=== Given records ===
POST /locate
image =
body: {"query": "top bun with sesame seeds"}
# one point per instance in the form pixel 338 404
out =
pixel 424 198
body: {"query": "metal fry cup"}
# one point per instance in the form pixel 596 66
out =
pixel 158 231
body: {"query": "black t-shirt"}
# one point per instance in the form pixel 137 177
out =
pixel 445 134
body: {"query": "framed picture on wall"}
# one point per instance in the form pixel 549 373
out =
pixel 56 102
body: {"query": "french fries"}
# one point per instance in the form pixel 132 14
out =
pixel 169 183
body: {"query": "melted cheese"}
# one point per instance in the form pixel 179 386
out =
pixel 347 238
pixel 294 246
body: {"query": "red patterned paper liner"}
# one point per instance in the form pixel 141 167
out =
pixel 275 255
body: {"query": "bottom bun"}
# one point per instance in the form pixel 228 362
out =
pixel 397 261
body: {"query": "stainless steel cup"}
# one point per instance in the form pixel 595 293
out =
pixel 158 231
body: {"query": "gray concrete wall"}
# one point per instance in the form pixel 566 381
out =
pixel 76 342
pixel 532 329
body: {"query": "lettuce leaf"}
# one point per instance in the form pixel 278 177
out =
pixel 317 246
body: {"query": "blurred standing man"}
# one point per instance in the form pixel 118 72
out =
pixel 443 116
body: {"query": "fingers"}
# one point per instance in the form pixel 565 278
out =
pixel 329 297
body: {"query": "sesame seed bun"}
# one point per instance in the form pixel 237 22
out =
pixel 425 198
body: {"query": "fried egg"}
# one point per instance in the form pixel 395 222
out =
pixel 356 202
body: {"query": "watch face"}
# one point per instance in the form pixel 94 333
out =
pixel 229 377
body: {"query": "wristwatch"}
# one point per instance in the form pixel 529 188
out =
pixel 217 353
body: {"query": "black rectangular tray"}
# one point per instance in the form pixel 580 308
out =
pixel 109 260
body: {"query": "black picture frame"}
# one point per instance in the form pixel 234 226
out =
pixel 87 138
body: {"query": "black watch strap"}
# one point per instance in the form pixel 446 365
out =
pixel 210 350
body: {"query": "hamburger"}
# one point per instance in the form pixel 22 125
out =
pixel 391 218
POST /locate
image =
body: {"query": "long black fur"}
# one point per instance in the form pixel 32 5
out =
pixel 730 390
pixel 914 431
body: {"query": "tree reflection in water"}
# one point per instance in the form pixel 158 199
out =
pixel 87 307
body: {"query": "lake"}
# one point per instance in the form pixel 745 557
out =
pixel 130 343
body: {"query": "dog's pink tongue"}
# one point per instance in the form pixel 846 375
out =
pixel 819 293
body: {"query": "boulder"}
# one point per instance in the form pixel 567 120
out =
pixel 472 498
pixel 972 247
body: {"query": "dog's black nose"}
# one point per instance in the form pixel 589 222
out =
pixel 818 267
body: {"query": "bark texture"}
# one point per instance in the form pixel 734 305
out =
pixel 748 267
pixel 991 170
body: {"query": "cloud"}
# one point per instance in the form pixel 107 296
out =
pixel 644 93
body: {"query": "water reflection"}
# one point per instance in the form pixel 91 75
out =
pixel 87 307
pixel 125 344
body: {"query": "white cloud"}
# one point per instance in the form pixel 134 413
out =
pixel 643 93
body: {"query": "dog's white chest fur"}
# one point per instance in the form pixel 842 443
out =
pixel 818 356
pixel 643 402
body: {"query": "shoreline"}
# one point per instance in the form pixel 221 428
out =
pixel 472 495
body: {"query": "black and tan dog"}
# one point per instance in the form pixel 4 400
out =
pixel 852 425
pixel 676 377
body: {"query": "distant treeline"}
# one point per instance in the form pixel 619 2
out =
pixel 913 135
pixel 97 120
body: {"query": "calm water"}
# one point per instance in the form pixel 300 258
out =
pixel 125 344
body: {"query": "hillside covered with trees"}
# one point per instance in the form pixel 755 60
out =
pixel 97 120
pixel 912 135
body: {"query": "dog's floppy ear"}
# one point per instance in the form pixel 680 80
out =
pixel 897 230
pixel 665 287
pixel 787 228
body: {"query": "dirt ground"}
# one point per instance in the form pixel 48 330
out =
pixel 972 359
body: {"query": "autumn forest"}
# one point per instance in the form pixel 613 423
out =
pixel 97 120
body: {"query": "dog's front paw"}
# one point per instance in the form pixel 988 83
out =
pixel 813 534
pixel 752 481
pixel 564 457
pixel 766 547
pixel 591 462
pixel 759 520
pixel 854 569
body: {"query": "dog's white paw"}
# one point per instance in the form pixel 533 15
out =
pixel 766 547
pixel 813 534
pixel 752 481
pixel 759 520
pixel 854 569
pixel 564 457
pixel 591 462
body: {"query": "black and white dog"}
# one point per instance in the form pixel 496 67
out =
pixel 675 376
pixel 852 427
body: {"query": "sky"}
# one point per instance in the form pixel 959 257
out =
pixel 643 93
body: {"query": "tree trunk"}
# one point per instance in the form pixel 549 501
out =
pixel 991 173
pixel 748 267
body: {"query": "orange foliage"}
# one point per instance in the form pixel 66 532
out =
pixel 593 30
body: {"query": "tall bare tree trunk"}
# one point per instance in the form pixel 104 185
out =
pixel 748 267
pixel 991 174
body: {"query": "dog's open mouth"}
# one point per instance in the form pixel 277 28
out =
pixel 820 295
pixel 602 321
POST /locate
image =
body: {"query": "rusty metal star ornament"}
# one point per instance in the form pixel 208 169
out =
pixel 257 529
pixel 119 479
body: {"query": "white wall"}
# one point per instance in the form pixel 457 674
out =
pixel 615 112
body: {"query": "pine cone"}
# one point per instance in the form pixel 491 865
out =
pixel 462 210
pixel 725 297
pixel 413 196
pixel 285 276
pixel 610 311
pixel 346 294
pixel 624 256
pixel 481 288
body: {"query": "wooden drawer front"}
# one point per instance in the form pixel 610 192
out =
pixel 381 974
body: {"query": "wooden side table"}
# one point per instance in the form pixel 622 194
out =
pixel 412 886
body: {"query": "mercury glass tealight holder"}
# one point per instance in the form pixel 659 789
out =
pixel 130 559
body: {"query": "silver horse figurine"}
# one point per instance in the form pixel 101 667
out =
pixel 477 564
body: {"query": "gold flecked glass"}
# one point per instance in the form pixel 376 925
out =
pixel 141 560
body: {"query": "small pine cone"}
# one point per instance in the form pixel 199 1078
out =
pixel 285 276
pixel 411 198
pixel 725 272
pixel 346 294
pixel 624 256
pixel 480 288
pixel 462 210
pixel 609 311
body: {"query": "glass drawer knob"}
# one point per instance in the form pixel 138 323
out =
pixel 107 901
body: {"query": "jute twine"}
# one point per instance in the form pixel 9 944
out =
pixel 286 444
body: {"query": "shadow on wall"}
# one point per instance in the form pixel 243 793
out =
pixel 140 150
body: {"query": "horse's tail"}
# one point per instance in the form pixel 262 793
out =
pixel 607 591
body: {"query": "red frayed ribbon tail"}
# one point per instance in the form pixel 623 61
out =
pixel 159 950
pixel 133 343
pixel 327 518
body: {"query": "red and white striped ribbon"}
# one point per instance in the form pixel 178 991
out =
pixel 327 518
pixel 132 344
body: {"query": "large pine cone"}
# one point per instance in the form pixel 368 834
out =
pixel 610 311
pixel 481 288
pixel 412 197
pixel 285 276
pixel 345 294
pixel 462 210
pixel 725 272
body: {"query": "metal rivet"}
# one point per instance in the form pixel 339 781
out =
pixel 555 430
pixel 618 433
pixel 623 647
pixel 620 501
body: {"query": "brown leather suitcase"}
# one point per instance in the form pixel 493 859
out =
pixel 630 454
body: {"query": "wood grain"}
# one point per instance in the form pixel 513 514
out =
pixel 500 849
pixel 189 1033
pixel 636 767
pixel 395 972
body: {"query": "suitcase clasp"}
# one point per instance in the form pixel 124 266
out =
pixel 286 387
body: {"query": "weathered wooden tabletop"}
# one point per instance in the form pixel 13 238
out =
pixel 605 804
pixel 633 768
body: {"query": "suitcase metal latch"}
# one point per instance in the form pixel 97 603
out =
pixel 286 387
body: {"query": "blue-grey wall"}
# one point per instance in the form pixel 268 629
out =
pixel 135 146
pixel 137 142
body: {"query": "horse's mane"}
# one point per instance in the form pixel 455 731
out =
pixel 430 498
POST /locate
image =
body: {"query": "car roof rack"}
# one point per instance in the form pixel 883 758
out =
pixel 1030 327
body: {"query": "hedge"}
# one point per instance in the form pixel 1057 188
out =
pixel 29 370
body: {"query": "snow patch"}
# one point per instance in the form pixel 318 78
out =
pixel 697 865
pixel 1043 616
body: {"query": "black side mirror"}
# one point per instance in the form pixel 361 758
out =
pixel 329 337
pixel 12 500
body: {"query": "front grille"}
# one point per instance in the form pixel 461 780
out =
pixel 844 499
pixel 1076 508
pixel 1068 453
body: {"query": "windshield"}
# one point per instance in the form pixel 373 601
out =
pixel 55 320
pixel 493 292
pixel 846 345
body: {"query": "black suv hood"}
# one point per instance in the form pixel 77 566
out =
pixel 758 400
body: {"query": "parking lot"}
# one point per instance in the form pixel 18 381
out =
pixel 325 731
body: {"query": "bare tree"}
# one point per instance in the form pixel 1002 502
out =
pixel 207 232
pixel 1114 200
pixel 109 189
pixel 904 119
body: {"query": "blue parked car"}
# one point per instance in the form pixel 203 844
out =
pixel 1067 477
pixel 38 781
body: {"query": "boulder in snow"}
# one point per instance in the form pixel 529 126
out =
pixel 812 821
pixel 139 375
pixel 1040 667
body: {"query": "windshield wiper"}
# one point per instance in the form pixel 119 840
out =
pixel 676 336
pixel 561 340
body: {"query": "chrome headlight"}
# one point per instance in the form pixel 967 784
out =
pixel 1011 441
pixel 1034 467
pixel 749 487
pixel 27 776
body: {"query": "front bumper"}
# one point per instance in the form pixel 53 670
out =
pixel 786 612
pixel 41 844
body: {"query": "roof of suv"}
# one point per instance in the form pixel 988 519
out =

=== What the task requires ===
Your task is to count the lines in the material containing the word "boulder" and to state only that number.

=== Final answer ===
2